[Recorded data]
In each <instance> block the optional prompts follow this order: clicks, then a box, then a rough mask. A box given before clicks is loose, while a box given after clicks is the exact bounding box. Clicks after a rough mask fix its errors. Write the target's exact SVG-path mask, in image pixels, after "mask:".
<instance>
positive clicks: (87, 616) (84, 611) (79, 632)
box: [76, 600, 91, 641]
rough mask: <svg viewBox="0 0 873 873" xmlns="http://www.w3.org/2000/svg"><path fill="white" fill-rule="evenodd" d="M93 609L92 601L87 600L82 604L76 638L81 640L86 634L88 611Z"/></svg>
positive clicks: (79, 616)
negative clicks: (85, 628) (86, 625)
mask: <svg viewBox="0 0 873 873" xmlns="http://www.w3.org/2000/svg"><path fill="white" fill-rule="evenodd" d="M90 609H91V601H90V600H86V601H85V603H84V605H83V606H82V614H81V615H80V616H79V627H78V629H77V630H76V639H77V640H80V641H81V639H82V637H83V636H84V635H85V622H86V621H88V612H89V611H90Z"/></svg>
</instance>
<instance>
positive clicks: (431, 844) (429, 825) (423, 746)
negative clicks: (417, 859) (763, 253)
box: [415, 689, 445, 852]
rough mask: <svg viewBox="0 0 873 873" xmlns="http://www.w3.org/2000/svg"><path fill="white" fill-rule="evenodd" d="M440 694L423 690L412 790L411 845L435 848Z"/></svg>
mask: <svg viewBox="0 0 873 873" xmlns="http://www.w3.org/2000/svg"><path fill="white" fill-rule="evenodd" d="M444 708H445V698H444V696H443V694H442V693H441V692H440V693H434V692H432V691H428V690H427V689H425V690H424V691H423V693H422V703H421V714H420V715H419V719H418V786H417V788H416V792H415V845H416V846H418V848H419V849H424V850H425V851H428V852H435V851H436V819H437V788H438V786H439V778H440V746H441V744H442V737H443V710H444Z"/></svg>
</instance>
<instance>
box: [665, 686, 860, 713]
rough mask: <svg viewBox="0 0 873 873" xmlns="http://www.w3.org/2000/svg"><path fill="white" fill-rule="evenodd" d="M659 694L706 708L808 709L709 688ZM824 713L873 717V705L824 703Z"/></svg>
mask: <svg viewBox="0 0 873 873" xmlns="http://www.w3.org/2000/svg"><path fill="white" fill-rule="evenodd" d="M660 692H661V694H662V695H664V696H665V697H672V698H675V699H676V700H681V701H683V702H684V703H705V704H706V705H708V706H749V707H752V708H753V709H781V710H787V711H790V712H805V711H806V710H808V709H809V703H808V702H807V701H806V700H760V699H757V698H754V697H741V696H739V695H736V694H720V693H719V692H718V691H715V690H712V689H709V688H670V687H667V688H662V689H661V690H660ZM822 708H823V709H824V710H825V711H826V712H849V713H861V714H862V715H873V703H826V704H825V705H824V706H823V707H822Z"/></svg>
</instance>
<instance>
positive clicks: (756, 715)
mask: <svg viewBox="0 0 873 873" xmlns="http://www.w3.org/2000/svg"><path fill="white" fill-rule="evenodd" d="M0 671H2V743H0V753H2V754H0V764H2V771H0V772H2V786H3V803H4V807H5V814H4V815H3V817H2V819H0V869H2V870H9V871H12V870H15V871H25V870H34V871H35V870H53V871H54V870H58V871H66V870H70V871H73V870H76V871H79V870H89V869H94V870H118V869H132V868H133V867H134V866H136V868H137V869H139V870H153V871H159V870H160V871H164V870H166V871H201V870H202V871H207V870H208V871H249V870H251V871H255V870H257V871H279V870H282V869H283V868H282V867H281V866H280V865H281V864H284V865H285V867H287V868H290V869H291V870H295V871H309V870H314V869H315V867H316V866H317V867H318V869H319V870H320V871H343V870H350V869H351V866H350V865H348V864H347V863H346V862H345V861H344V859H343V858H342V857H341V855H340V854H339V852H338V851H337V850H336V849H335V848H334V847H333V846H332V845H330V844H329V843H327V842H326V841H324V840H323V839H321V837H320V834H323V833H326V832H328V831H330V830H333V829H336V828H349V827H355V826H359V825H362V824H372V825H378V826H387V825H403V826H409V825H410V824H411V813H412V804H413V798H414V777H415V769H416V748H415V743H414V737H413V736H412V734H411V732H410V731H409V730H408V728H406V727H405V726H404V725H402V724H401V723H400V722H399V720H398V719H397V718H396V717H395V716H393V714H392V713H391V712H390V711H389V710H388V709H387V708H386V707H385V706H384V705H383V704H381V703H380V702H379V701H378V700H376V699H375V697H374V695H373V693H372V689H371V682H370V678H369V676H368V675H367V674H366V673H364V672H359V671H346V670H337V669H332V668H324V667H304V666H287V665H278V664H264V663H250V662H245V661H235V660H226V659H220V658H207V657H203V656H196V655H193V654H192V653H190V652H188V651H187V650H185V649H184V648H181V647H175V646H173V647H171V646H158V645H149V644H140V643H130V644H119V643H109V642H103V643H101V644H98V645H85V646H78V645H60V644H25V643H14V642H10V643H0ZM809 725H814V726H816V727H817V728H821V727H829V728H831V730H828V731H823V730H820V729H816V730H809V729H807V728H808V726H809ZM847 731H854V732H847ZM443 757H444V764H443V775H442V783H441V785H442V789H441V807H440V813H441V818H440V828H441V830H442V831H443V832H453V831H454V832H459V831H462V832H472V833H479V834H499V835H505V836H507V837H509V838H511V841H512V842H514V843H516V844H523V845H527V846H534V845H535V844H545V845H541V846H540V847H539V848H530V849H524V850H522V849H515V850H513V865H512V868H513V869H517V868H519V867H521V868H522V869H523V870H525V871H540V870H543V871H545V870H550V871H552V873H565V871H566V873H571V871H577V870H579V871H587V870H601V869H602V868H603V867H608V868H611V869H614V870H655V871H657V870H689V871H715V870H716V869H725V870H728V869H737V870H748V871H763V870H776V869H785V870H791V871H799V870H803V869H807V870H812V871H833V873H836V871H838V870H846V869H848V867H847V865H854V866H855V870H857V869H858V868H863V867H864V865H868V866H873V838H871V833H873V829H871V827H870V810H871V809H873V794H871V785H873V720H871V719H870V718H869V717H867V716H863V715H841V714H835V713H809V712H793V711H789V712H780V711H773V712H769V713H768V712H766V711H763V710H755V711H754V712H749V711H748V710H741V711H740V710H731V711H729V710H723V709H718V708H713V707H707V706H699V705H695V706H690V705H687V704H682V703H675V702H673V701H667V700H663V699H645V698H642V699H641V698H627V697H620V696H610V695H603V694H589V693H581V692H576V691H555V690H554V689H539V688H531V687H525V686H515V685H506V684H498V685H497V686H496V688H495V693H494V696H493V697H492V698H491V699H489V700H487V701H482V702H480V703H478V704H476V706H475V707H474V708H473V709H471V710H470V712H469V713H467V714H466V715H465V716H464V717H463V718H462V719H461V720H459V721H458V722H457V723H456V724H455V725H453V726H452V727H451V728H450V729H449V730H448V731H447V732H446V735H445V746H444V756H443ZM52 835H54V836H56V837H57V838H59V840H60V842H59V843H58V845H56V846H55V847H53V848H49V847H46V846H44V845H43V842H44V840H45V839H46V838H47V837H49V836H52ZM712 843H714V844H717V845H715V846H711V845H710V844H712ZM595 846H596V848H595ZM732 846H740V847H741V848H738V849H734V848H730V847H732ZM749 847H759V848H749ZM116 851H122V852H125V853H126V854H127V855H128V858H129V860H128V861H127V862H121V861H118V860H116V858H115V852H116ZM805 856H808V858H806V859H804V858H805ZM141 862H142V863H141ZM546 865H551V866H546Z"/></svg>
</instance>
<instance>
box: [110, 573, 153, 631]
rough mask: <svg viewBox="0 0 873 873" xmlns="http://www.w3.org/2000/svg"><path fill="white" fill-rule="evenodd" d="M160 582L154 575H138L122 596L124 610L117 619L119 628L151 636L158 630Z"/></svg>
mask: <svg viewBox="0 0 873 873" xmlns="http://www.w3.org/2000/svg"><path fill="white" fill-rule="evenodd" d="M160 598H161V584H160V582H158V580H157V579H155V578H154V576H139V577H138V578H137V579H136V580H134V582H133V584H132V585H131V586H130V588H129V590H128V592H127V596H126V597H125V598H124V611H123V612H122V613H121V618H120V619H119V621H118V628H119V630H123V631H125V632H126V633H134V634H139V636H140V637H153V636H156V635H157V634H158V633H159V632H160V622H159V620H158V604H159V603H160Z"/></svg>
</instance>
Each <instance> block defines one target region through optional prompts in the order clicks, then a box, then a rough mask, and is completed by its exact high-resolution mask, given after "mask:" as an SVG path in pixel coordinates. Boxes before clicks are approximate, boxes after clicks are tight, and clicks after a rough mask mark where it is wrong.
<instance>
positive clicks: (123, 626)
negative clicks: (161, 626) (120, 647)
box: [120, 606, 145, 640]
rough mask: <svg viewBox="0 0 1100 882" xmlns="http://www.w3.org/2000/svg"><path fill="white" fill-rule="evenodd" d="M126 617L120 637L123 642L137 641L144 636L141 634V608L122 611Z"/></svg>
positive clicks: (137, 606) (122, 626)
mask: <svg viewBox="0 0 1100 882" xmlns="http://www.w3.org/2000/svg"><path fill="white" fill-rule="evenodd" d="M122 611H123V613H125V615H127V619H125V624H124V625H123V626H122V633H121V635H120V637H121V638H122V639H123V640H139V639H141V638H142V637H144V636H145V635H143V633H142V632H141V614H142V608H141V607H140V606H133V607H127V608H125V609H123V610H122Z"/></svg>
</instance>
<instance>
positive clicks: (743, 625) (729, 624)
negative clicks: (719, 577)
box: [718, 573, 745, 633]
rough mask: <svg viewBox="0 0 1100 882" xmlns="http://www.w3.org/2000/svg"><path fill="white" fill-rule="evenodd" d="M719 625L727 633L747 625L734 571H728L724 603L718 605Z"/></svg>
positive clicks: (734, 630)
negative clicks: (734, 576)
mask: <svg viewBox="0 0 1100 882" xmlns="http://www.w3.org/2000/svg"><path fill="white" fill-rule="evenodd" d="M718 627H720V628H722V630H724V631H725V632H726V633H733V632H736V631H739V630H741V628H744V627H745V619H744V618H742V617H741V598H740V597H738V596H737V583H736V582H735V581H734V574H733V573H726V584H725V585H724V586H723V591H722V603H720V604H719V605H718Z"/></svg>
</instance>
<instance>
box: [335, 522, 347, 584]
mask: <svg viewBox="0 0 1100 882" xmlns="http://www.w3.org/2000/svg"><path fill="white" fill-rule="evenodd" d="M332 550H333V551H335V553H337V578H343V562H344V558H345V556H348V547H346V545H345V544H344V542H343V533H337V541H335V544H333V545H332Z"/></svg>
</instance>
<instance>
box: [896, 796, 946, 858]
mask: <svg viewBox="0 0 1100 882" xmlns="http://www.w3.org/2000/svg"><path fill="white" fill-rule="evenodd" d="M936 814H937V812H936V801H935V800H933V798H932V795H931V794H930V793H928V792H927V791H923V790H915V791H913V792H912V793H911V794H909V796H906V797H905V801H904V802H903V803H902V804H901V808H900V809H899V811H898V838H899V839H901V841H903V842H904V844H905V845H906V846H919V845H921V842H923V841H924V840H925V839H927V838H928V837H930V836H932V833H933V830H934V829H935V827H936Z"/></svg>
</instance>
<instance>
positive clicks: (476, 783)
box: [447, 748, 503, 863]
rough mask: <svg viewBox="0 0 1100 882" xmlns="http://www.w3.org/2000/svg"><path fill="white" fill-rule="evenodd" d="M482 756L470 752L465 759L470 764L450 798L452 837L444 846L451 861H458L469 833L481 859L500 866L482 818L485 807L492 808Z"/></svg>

Directions for this task.
Lines from the beginning of the data above through the line containing "box: [665, 686, 860, 713]" are to be returned exactly, and no others.

Response.
In each <instance> block the optional prompts follow this order: clicks, then a box, then a rough mask. A box given before clicks is loose, while a box given after clicks is the exact bounding box. Clicks after a rough mask fix its errors. Write the target's exact SVG-path mask, in image pixels, after "mask:".
<instance>
positive clicks: (87, 616) (84, 611) (79, 632)
box: [76, 600, 91, 641]
rough mask: <svg viewBox="0 0 873 873" xmlns="http://www.w3.org/2000/svg"><path fill="white" fill-rule="evenodd" d="M93 609L92 601L87 600L82 604L76 638L81 640L86 634L88 611Z"/></svg>
positive clicks: (79, 616)
negative clicks: (85, 628) (86, 625)
mask: <svg viewBox="0 0 873 873" xmlns="http://www.w3.org/2000/svg"><path fill="white" fill-rule="evenodd" d="M90 609H91V601H90V600H86V601H85V603H84V605H83V606H82V614H81V615H80V616H79V627H78V629H77V630H76V639H77V640H80V641H81V639H82V637H83V636H84V635H85V622H86V621H88V612H89V611H90Z"/></svg>
</instance>
<instance>
positive clicks: (431, 844) (429, 825) (423, 746)
negative clicks: (417, 859) (763, 253)
box: [415, 689, 445, 852]
rough mask: <svg viewBox="0 0 873 873" xmlns="http://www.w3.org/2000/svg"><path fill="white" fill-rule="evenodd" d="M440 694L423 690L412 790L411 845L435 848Z"/></svg>
mask: <svg viewBox="0 0 873 873" xmlns="http://www.w3.org/2000/svg"><path fill="white" fill-rule="evenodd" d="M444 708H445V698H444V696H443V694H442V693H441V692H440V693H434V692H432V691H428V690H427V689H425V690H424V691H423V693H422V703H421V714H420V715H419V719H418V786H417V788H416V792H415V845H416V846H418V848H419V849H424V850H425V851H428V852H435V851H436V819H437V788H438V786H439V778H440V746H441V744H442V737H443V710H444Z"/></svg>
</instance>
<instance>
box: [665, 686, 860, 713]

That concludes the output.